Collected data.
§
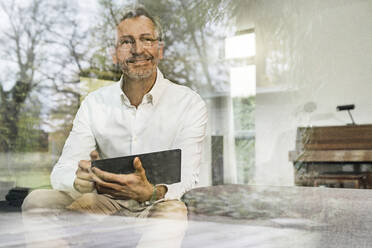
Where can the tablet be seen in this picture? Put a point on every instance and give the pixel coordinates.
(161, 167)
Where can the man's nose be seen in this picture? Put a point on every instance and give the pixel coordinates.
(137, 47)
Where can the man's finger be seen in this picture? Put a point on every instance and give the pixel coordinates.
(94, 155)
(107, 176)
(83, 175)
(137, 164)
(85, 165)
(102, 183)
(84, 183)
(122, 195)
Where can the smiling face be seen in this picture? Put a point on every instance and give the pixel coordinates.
(138, 49)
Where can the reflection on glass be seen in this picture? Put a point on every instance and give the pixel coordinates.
(240, 46)
(243, 81)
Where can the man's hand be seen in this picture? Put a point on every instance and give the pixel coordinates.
(124, 186)
(83, 181)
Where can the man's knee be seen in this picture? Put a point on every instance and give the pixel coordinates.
(46, 199)
(173, 209)
(86, 201)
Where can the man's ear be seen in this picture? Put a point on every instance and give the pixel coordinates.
(113, 55)
(161, 49)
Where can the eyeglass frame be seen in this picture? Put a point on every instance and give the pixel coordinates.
(150, 42)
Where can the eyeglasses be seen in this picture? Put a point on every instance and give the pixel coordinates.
(128, 43)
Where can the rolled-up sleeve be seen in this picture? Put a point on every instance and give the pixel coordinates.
(190, 141)
(78, 146)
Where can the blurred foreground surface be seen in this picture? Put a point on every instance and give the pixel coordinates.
(228, 216)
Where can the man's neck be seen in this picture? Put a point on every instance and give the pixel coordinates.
(136, 89)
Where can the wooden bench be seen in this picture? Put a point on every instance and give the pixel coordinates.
(336, 145)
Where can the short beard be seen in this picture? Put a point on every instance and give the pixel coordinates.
(139, 75)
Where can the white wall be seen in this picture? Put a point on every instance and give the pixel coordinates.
(307, 51)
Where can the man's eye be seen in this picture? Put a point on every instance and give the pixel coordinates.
(126, 42)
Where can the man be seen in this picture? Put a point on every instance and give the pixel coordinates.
(144, 112)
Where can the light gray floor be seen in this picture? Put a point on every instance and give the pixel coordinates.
(114, 232)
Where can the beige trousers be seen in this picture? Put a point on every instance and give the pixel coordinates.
(49, 214)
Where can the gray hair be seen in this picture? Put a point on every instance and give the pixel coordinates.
(141, 11)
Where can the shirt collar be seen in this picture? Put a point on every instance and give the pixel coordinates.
(153, 96)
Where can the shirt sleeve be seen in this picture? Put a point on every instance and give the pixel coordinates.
(79, 144)
(190, 141)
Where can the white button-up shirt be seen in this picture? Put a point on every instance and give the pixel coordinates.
(170, 116)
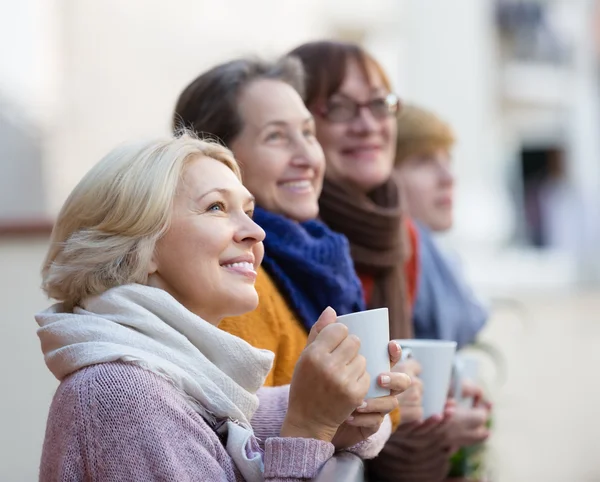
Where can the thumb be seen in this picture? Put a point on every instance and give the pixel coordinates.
(328, 317)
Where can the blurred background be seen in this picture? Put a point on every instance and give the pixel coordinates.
(519, 82)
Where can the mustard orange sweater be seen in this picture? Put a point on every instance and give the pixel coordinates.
(273, 326)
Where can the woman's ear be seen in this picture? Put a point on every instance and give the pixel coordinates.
(152, 264)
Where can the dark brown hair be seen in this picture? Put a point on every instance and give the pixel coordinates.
(325, 63)
(208, 106)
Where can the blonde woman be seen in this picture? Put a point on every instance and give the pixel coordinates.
(150, 251)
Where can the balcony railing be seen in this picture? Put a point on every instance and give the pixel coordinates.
(342, 467)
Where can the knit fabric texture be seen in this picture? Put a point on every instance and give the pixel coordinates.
(311, 265)
(272, 326)
(117, 422)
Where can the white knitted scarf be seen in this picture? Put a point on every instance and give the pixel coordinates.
(218, 372)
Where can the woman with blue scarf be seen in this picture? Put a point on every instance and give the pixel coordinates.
(256, 109)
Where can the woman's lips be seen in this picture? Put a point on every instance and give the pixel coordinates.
(366, 153)
(243, 268)
(297, 186)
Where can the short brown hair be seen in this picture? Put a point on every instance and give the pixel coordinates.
(420, 131)
(325, 63)
(209, 105)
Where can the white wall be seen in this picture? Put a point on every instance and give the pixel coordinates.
(27, 385)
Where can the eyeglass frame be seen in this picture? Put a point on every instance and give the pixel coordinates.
(394, 107)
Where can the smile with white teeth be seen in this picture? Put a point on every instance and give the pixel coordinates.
(302, 185)
(243, 265)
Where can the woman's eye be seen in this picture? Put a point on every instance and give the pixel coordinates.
(218, 206)
(275, 136)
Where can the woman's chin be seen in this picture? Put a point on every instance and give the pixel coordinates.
(240, 305)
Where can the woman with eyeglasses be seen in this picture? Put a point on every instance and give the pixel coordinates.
(256, 109)
(355, 111)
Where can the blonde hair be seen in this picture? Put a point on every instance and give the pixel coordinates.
(420, 131)
(107, 229)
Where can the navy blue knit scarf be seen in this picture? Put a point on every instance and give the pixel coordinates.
(311, 265)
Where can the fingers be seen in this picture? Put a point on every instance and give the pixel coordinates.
(328, 317)
(330, 337)
(381, 405)
(395, 353)
(396, 382)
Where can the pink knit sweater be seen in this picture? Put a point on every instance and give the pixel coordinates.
(118, 422)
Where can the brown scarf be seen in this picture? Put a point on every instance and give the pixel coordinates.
(373, 225)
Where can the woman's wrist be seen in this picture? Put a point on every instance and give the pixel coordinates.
(305, 429)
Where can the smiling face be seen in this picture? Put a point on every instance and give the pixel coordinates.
(428, 185)
(281, 160)
(360, 151)
(208, 258)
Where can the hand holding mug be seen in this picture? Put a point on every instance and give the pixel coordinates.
(329, 382)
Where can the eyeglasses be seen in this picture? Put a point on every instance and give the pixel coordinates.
(345, 110)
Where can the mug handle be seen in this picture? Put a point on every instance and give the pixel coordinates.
(457, 379)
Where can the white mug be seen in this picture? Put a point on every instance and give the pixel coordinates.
(436, 358)
(373, 330)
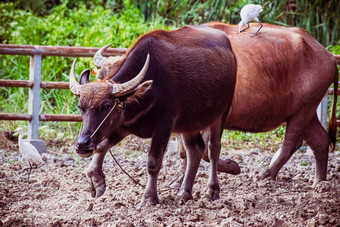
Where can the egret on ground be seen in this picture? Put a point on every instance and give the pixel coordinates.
(250, 13)
(29, 153)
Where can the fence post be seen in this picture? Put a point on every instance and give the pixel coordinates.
(34, 103)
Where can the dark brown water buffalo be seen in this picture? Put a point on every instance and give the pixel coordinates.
(282, 76)
(185, 83)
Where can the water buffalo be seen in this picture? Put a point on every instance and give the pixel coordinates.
(282, 76)
(185, 83)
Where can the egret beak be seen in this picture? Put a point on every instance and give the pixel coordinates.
(94, 71)
(239, 27)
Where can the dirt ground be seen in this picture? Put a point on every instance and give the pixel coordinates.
(57, 193)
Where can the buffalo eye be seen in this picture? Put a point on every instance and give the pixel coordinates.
(105, 107)
(80, 108)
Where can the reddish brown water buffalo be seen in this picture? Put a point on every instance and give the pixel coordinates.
(282, 75)
(185, 83)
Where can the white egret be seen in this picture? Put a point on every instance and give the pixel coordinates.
(29, 153)
(250, 13)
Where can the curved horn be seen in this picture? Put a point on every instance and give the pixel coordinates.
(127, 87)
(98, 59)
(74, 85)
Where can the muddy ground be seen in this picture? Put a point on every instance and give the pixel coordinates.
(57, 193)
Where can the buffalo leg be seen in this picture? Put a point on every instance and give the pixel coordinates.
(95, 171)
(223, 165)
(154, 164)
(214, 150)
(317, 138)
(194, 146)
(293, 140)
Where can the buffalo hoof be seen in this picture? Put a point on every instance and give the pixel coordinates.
(97, 183)
(213, 193)
(178, 182)
(184, 194)
(228, 166)
(265, 175)
(152, 200)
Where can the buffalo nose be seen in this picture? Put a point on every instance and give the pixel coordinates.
(83, 142)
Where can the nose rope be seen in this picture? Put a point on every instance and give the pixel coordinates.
(101, 123)
(135, 181)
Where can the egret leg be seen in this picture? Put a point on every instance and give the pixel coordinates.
(245, 28)
(30, 170)
(258, 31)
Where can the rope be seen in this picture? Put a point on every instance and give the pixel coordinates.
(101, 123)
(135, 181)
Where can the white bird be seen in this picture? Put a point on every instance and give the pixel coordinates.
(250, 13)
(29, 152)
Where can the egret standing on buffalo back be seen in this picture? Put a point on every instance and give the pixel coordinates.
(250, 13)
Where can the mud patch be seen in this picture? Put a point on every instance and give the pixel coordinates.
(57, 193)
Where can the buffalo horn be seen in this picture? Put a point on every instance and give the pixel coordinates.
(74, 85)
(127, 87)
(98, 59)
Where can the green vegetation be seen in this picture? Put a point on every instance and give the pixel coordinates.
(95, 23)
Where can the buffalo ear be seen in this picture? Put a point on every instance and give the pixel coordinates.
(139, 91)
(84, 77)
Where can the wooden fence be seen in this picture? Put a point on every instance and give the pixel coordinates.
(35, 84)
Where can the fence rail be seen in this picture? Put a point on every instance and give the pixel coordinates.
(34, 84)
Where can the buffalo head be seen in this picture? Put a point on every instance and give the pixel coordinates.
(107, 66)
(102, 106)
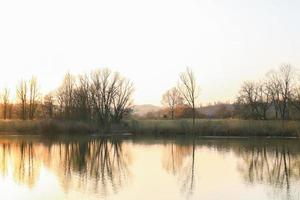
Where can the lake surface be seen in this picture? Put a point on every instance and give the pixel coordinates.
(148, 168)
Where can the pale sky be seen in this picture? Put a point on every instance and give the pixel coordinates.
(149, 41)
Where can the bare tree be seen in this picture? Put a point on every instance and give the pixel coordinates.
(172, 98)
(255, 99)
(286, 78)
(82, 100)
(189, 90)
(33, 97)
(65, 97)
(22, 96)
(5, 101)
(123, 100)
(104, 85)
(48, 106)
(281, 85)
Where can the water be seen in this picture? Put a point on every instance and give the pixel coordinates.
(148, 168)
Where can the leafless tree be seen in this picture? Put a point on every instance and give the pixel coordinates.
(189, 90)
(104, 84)
(123, 100)
(255, 99)
(82, 98)
(5, 101)
(22, 96)
(171, 99)
(48, 106)
(65, 96)
(280, 86)
(33, 97)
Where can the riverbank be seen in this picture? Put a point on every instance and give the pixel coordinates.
(218, 128)
(203, 128)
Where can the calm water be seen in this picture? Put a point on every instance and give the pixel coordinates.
(125, 168)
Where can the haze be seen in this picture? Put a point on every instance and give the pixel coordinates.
(150, 42)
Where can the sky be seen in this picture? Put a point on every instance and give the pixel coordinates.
(149, 42)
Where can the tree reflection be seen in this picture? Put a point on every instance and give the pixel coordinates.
(100, 165)
(101, 161)
(179, 160)
(275, 167)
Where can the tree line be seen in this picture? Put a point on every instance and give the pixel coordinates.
(275, 97)
(101, 96)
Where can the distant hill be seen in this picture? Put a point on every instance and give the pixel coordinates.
(211, 110)
(142, 110)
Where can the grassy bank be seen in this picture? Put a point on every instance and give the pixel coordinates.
(227, 127)
(44, 127)
(203, 127)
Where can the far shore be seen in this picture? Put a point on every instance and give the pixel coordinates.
(204, 128)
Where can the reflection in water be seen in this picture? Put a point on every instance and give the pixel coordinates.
(92, 168)
(275, 164)
(180, 160)
(100, 165)
(275, 167)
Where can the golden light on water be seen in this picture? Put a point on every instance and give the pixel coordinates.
(116, 169)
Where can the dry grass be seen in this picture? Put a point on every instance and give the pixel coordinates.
(47, 127)
(203, 127)
(228, 127)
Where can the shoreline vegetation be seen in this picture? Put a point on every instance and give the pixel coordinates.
§
Reproduce the lines of the entries above exactly, but only from the line containing "Where can the reflection in" through the final line.

Where can the reflection in water be seen in this picture? Put a point on every instance and give the pixel coordinates.
(92, 168)
(275, 164)
(180, 160)
(100, 165)
(275, 167)
Where can the golden light on water be seen in this picture? Put a point on every instance and give the pixel coordinates.
(116, 169)
Where can the dry grass be seen in this picture? Put a point on every instance and give the pixel coordinates.
(47, 127)
(203, 127)
(228, 127)
Where can the shoreline vegetation be seen in this picture? Put a point on every instance and give the pixel coordinates.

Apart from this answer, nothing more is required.